I. I NTRODUCTION Security is of utmost importance today. With, variety of security issues ranging from bombings to burglary, security personnel have a challenging task in their hands in form of potentially avoiding the catastrophe from ever occurring. One of the key components helping the security personnel in avoiding the catastrophe is surveillance through cameras. Monitoring a crowded area 24 × 7 can probably avoid any major attack from happening or in other unfortunate cases, capturing the culprit post attack through careful analysis of the surveillance videos. Eventhough, these videos helps in analysis but can be sometime problematic as one needs to scavenge hours of video data to achieve different objectives which can range from abnormal behavior detection, face detection, tracking, etc. Computer vision, at current stage, provides many elegant solutions for the above objectives through suitably automating the scavenging process and reducing the human workload. In case of abnormality detection, the objective is to detect any behavior that distinctively varies from usual crowd behavior in video. Few of the anomaly are shown in Fig. 1. Abnormality detection needs to achieve two major targets : Accuracy of abnormality detection and Processing Speed. Majority of the existing computer vision algorithms [2], [3], [4], [5] works with decoded video using pixel level information but fails to cater the need of real time processing. Low processing speed can be attributed to decoding computation to get the pixel level information and subsequently optical flow or any other feature extractions for high level processing. In this proposed work, we tried to effectively boost up processing speed without effecting the overall accuracy of detection drastically by only considering the compression parameters used during encoding.
Fig. 1. Few abnormality behavior samples (Marked in red). Anomalies near to camera has different statistics (higher motion magnitude) compared to farther ones.
Multimedia technology has seen a drastic boom in last decade. With recent advances, especially in video compression, highly compressed videos are now available for a fixed bit rate. Majority of the recent advances can be accredited to H.264/AVC compression standard [6]. Furthermore, due to the advances in hardware, modern surveillance cameras are equipped with H.264 encoder [7]. This has tremendously reduced the cost of the cameras and increased the feasibility of large scale surveillance. Aligning to the existing compression standards, the majority of the compression in H.264/AVC is achieved through exploiting temporal redundancy using motion estimation. The motion vectors achieved through motion estimation in H.264/AVC is more accurate than existing standard motion vectors due to use of variable block size motion compensation and quarterpel motion estimation technique. Variable block-size motion compensation supports motion prediction for 16 × 16 to 4 × 4 block sizes, enabling better segmentation and motion prediction. Subsequently, half pel and quarter pel motion prediction are used to further improve the accuracy resulting in coarse approximation of optical flow. The proposed algorithm limits itself in using motion vectors for anomaly detection which could be easily extracted through partial decoding resulting in huge gain processing speed for long scale video surveillance scenario. The rest of the paper is divided into five sections. Section 2 presents few of the related work and indicate the major contributions. The extraction of motion feature is explained in Section 3, which is followed by anomaly detection algorithm. Later, we presented the experiments and results demonstrating the capability of the algorithm in Section 5 and subsequently, conclude with the future work and conclusion in Section 6.

* * * * *

== WHAT YOU WILL DO ==
A: Answer these questions from the introduction:
(i) Which block sizes does variable block-size motion compensation support?
(ii) Which compression standard is credited with the majority of recent advances?
(iii) What two major targets does abnormality detection need to achieve?
B: Please transcribe the introduction from "Fig. 1. Few" to "to farther ones.".
C: Decide whether each statement agrees with the introduction, and support each answer by quoting the words that decide it:
(i) Modern surveillance cameras are equipped with an H.264 encoder.
(ii) Anomalies near the camera show lower motion magnitude than farther ones.
(iii) The experiments and results are presented in Section 4.

* * * * *

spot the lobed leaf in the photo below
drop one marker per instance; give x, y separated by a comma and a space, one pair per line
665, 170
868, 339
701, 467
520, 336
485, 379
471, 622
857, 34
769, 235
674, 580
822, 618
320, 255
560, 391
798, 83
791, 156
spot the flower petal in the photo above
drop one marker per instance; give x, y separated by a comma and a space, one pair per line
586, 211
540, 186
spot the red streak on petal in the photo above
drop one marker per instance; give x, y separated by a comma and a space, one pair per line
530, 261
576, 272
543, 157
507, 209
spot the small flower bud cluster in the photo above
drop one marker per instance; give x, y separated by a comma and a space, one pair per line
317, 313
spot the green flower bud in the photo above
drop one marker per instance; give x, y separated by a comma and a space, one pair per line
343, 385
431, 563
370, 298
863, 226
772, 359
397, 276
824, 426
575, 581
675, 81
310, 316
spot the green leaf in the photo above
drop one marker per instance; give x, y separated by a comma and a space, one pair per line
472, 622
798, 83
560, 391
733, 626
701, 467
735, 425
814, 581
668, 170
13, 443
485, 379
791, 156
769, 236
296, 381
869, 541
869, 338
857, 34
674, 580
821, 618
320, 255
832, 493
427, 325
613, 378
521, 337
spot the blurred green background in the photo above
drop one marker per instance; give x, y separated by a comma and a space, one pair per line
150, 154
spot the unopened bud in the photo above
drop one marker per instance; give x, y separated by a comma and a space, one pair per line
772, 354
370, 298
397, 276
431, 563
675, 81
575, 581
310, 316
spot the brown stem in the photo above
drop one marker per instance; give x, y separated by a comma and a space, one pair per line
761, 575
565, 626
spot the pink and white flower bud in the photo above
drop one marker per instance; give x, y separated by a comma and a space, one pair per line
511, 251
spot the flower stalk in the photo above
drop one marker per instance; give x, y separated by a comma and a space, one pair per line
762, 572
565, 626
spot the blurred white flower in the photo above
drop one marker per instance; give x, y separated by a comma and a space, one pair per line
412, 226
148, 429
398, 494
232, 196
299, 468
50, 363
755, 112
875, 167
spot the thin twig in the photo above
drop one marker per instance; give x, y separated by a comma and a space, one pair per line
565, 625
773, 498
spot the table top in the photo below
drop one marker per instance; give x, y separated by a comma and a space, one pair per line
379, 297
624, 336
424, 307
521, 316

* * * * *

== ANSWERS FOR THIS EXERCISE ==
A:
(i) 16 × 16 to 4 × 4
(ii) H.264/AVC
(iii) Accuracy of abnormality detection and Processing Speed

B:
Fig. 1. Few abnormality behavior samples (Marked in red). Anomalies near to camera has different statistics (higher motion magnitude) compared to farther ones.

C:
(i) Yes: "modern surveillance cameras are equipped with H.264 encoder"
(ii) No: "Anomalies near to camera has different statistics (higher motion magnitude) compared to farther ones."
(iii) No: "we presented the experiments and results demonstrating the capability of the algorithm in Section 5"